| Set of tasks |
a – In one to three sentences, explain why the docker hang bug report says the team is having trouble gathering useful diagnostics.
b – Pick up the docker hang bug report after its final sentence and continue writing it.

| Text segment |
• • •

Bug 1389829

Summary: docker hangs and USR1 kills it
Product: OpenShift Container Platform Reporter: Luke Meyer <lmeyer>
Component: ContainersAssignee: Jhon Honce <jhonce>
Status: CLOSED NOTABUG QA Contact: DeShuai Ma <dma>
Severity: high Docs Contact:
Priority: unspecified    
Version: 3.2.1CC: aos-bugs, jokerman, mmccomas
Target Milestone: ---   
Target Release: ---   
Hardware: Unspecified   
OS: Unspecified   
Whiteboard:
Fixed In Version: Doc Type: If docs needed, set a value
Doc Text:
Story Points: ---
Clone Of: Environment:
Last Closed: 2016-10-28 20:51:32 UTC Type: Bug
Regression: --- Mount Type: ---
Documentation: --- CRM:
Verified Versions: Category: ---
oVirt Team: --- RHEL 7.3 requirements from Atomic Host:
Cloudforms Team: --- Target Upstream Version:

Description Luke Meyer 2016-10-28 19:17:56 UTC
Description of problem:

The main problem is that very sporadically docker seems to get hung (e.g. docker ps, docker info never return any response), and pods on the system get "stuck" in terminating. The typical experience has been that docker restart doesn't work, it's impossible to clear out /var/lib/docker and start over (something remains mounted in it), and even a soft reboot gets hung, requiring a hard reboot.

In addition to that problem, we're having trouble gathering useful diagnostics about what is going on. Sending a kill -USR1 to the docker process does not succeed in getting a stack trace, instead the process exits. strace on the process doesn't show any system interaction going on at all.

• • •

| Saved entries |
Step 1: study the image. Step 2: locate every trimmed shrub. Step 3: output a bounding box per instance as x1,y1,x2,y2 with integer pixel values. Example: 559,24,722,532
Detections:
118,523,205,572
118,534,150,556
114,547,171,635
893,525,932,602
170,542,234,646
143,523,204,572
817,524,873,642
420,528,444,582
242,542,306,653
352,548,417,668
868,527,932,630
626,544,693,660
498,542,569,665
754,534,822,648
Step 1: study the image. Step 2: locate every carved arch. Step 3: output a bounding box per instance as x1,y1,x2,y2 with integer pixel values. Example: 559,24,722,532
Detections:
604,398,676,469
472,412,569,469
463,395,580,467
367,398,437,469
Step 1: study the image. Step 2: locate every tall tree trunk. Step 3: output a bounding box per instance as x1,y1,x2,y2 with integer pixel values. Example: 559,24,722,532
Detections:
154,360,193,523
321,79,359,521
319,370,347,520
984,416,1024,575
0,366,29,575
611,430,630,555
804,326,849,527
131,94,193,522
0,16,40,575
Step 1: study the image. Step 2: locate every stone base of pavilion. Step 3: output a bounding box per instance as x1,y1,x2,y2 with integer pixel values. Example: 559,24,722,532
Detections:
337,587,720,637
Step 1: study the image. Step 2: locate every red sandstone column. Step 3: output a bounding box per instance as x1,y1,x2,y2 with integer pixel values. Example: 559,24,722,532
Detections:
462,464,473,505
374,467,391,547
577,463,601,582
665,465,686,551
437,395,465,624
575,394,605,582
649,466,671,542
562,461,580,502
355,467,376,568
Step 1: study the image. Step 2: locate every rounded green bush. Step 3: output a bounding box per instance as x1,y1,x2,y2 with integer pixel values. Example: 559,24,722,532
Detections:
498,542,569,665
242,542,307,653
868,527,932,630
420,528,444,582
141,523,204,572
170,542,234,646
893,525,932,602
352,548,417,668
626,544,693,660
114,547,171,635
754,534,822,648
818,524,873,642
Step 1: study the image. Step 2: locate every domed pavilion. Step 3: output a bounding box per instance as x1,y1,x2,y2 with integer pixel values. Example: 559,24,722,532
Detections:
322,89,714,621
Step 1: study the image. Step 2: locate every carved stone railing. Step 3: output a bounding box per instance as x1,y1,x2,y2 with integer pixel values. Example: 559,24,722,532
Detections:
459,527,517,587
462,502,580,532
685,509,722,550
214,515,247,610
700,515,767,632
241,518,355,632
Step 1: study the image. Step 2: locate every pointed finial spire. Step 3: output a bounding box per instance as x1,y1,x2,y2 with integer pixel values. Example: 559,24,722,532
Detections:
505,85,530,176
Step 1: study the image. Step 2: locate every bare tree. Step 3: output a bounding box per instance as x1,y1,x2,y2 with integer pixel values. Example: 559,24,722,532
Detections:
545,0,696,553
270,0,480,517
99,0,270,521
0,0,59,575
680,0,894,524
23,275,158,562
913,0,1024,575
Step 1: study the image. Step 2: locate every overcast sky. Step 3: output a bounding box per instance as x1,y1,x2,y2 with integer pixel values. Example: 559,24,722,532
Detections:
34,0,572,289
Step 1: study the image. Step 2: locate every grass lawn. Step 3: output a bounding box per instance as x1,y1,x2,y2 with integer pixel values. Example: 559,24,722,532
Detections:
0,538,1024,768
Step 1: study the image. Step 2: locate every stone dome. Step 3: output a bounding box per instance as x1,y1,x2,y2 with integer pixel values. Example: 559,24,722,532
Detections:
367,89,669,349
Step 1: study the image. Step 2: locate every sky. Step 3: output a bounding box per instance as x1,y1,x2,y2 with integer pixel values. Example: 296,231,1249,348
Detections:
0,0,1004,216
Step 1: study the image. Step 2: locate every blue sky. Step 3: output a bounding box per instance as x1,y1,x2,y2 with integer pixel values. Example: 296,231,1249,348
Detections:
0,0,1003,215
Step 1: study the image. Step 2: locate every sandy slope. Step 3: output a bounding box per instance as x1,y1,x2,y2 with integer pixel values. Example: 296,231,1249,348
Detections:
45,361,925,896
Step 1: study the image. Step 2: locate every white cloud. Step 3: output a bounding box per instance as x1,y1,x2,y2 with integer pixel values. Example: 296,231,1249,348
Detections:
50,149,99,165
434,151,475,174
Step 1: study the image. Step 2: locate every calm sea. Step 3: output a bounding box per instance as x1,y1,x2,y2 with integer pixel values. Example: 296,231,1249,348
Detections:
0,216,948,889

• • •

| Task-by-task results |
a – Sending kill -USR1 to the docker process does not produce a stack trace; instead the process exits. Running strace on the process shows no system interaction at all.

b –
Version-Release number of selected component (if applicable):
docker-1.10.3-44.el7.x86_64
OSE 3.2.1

How reproducible:
Every few weeks among the customer's many nodes.

Additional info:
This seems similar to https://bugzilla.redhat.com/show_bug.cgi?id=1380011 but it's a newer version of docker and OSE, and a simple restart doesn't usually work.

Also sending USR1 to docker makes it exit even when it's not in this hung state, which is very surprising to me at least.

Going to attach some logs and diagnostics from the customer.

Comment 5 Luke Meyer 2016-10-28 20:24:35 UTC
I set up a test system with this exact version of docker (docker-1.10.3-44.el7.x86_64) and tested with kill -USR1. It exited. I then upgraded to docker-1.10.3-46.el7.14 and tested, and it gave the stack trace expected. So that is one mystery solved.

Comment 6 Jhon Honce 2016-10-28 20:51:32 UTC
Unit file from -44 contains a pipeline for ExecStart whereas -46 does not.  So in -44 the MainPid reported is the shell that invoked the docker process not the docker process as is reported in -46.

Using kill -USR1 against the docker process in -44 works as expected.